Write these rows out again, replacing "positive clicks" with "foreground clicks" everywhere and leaving everything else as it is.

- - - - - - -

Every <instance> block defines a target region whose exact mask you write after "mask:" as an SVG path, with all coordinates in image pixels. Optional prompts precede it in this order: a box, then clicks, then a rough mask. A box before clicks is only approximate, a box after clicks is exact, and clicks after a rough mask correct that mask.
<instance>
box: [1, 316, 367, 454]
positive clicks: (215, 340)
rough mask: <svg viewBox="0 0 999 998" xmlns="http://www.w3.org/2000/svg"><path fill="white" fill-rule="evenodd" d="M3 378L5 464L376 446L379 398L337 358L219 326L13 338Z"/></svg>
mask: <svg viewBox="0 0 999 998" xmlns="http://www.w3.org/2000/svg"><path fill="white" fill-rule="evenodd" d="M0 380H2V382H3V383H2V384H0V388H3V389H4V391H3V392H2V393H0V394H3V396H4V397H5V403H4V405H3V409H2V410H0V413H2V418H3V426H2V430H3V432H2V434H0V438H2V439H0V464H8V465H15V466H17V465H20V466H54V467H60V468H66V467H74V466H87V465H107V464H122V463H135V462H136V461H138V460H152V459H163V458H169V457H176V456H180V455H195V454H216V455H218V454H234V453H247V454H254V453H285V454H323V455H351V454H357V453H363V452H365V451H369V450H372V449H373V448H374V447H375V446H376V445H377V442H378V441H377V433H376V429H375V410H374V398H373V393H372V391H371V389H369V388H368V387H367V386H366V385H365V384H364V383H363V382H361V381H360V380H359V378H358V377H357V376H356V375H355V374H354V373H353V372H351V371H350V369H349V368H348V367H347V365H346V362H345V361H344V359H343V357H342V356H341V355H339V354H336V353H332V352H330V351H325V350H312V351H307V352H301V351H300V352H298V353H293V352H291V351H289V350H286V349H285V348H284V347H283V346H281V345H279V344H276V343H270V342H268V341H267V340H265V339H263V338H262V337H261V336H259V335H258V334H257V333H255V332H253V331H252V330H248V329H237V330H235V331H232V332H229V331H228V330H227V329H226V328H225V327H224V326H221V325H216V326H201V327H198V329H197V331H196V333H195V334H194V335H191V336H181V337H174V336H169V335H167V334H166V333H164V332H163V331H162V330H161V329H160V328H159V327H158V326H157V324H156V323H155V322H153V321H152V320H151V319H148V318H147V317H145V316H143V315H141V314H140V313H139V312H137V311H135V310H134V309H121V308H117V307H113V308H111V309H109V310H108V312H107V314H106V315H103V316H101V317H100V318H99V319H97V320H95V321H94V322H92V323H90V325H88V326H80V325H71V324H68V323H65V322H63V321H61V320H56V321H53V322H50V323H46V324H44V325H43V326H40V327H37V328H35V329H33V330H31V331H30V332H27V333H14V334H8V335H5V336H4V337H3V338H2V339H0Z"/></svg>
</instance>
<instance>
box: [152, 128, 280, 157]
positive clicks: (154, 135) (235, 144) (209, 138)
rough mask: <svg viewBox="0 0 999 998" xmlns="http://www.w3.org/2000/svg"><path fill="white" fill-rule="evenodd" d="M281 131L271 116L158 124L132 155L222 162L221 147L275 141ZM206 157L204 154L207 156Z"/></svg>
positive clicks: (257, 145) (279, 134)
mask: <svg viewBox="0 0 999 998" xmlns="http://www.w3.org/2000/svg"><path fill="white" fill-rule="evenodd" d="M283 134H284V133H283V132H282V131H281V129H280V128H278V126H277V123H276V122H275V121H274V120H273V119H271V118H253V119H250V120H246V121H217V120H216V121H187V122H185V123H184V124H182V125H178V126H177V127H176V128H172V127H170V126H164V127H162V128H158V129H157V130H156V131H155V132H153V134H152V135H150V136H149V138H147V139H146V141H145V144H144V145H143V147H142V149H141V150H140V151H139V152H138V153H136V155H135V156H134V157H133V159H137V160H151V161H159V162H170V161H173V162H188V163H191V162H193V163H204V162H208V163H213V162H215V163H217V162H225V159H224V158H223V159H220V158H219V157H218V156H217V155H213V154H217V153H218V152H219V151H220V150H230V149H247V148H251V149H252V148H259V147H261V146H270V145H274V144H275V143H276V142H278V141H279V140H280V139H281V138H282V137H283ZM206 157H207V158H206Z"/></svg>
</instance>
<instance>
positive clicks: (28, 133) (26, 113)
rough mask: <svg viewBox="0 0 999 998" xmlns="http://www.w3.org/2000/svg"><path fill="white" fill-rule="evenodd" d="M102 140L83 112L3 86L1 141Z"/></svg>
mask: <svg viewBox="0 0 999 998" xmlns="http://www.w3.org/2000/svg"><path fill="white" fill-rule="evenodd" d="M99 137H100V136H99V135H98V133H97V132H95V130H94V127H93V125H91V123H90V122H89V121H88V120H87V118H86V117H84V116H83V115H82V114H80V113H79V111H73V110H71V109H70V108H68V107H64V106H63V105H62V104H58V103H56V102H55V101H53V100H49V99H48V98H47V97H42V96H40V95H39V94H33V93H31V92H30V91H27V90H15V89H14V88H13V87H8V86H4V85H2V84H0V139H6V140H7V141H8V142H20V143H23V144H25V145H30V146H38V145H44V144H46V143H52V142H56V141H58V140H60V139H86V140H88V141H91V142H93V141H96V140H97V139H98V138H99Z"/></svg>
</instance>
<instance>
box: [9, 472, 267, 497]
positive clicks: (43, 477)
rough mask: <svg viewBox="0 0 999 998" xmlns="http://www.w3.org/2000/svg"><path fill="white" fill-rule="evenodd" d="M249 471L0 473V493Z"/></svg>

- - - - - - -

SOLUTION TO THE EXERCISE ->
Every <instance> block defines a target region whose exact mask you write after "mask:" as an SVG path, with all coordinates in image pixels. Optional prompts precede it in this order: a box, then clicks, then a rough mask. A box before clicks is only approximate, a box after clicks is exact, and clicks after a rough mask correct that mask.
<instance>
box: [1, 316, 367, 454]
foreground clicks: (215, 340)
rough mask: <svg viewBox="0 0 999 998" xmlns="http://www.w3.org/2000/svg"><path fill="white" fill-rule="evenodd" d="M3 378L5 464L376 446L379 398L337 358L219 326L13 338Z"/></svg>
mask: <svg viewBox="0 0 999 998" xmlns="http://www.w3.org/2000/svg"><path fill="white" fill-rule="evenodd" d="M0 380H2V382H3V383H2V384H0V388H3V389H4V391H3V392H2V393H0V394H3V396H4V397H5V403H4V405H3V409H2V410H0V413H2V418H3V426H2V430H3V432H2V434H0V438H2V439H0V464H8V465H15V466H17V465H20V466H54V467H60V468H66V467H74V466H87V465H107V464H122V463H135V462H136V461H138V460H152V459H163V458H169V457H176V456H180V455H195V454H216V455H218V454H234V453H247V454H254V453H285V454H323V455H351V454H357V453H363V452H365V451H369V450H372V449H373V448H374V447H375V446H376V445H377V442H378V441H377V433H376V429H375V410H374V398H373V393H372V391H371V389H369V388H368V387H367V386H366V385H365V384H364V383H363V382H361V381H360V380H359V378H358V377H357V376H356V375H355V374H354V373H353V372H351V371H350V369H349V368H348V367H347V365H346V362H345V361H344V359H343V357H342V356H341V355H339V354H336V353H332V352H330V351H325V350H312V351H307V352H301V351H300V352H298V353H293V352H291V351H289V350H286V349H285V348H284V347H283V346H281V345H279V344H276V343H270V342H268V341H267V340H265V339H263V338H262V337H261V336H259V335H258V334H257V333H255V332H253V331H252V330H248V329H237V330H235V331H232V332H229V331H228V330H227V329H226V328H225V327H224V326H221V325H216V326H201V327H198V329H197V331H196V333H195V334H194V335H191V336H181V337H174V336H169V335H167V334H166V333H164V332H163V331H162V330H161V329H160V328H159V327H158V326H157V324H156V323H155V322H153V321H152V320H151V319H148V318H147V317H145V316H143V315H141V314H140V313H139V312H137V311H135V310H134V309H121V308H117V307H113V308H111V309H109V310H108V312H107V314H106V315H103V316H101V317H100V318H99V319H97V320H95V321H94V322H92V323H90V325H88V326H80V325H71V324H68V323H65V322H63V321H61V320H56V321H53V322H50V323H46V324H44V325H43V326H40V327H37V328H35V329H33V330H31V331H30V332H27V333H14V334H8V335H5V336H4V337H3V338H2V339H0Z"/></svg>
</instance>
<instance>
box: [152, 128, 280, 157]
foreground clicks: (154, 135) (235, 144) (209, 138)
rough mask: <svg viewBox="0 0 999 998" xmlns="http://www.w3.org/2000/svg"><path fill="white" fill-rule="evenodd" d="M281 131L271 116L158 124L132 155L222 162L221 147L275 141ZM206 157L204 154L207 156Z"/></svg>
foreground clicks: (257, 145) (279, 134)
mask: <svg viewBox="0 0 999 998" xmlns="http://www.w3.org/2000/svg"><path fill="white" fill-rule="evenodd" d="M283 134H284V133H283V132H282V131H281V129H280V128H278V126H277V123H276V122H275V121H274V120H273V119H271V118H253V119H250V120H246V121H217V120H216V121H187V122H185V123H184V124H182V125H178V126H177V127H176V128H172V127H170V126H164V127H162V128H158V129H157V130H156V131H155V132H153V134H152V135H150V136H149V138H147V139H146V141H145V144H144V145H143V147H142V149H141V150H140V151H139V152H138V153H136V155H135V156H134V157H133V159H137V160H151V161H159V162H170V161H173V162H188V163H191V162H193V163H204V162H208V163H213V162H215V163H217V162H225V159H224V158H223V159H220V158H219V157H218V156H217V155H213V154H217V153H218V152H219V151H220V150H230V149H247V148H251V149H252V148H259V147H261V146H270V145H274V144H275V143H276V142H278V141H279V140H280V139H281V138H282V137H283ZM206 157H207V158H206Z"/></svg>
</instance>
<instance>
foreground clicks: (28, 133) (26, 113)
rough mask: <svg viewBox="0 0 999 998" xmlns="http://www.w3.org/2000/svg"><path fill="white" fill-rule="evenodd" d="M102 140L83 112L3 86L1 141Z"/></svg>
mask: <svg viewBox="0 0 999 998" xmlns="http://www.w3.org/2000/svg"><path fill="white" fill-rule="evenodd" d="M99 137H100V136H99V135H98V133H97V132H95V130H94V127H93V125H91V123H90V122H89V121H88V120H87V118H86V117H84V116H83V115H82V114H80V113H79V111H73V110H71V109H70V108H68V107H64V106H63V105H62V104H58V103H56V102H55V101H53V100H49V99H48V98H47V97H42V96H40V95H39V94H33V93H31V92H30V91H27V90H15V89H14V88H13V87H8V86H4V85H2V84H0V139H6V140H7V141H8V142H20V143H23V144H25V145H30V146H38V145H44V144H46V143H52V142H56V141H58V140H60V139H86V140H88V141H91V142H93V141H96V140H97V139H98V138H99Z"/></svg>
</instance>
<instance>
box: [9, 472, 267, 497]
foreground clicks: (43, 477)
rough mask: <svg viewBox="0 0 999 998" xmlns="http://www.w3.org/2000/svg"><path fill="white" fill-rule="evenodd" d="M249 471L0 473V493Z"/></svg>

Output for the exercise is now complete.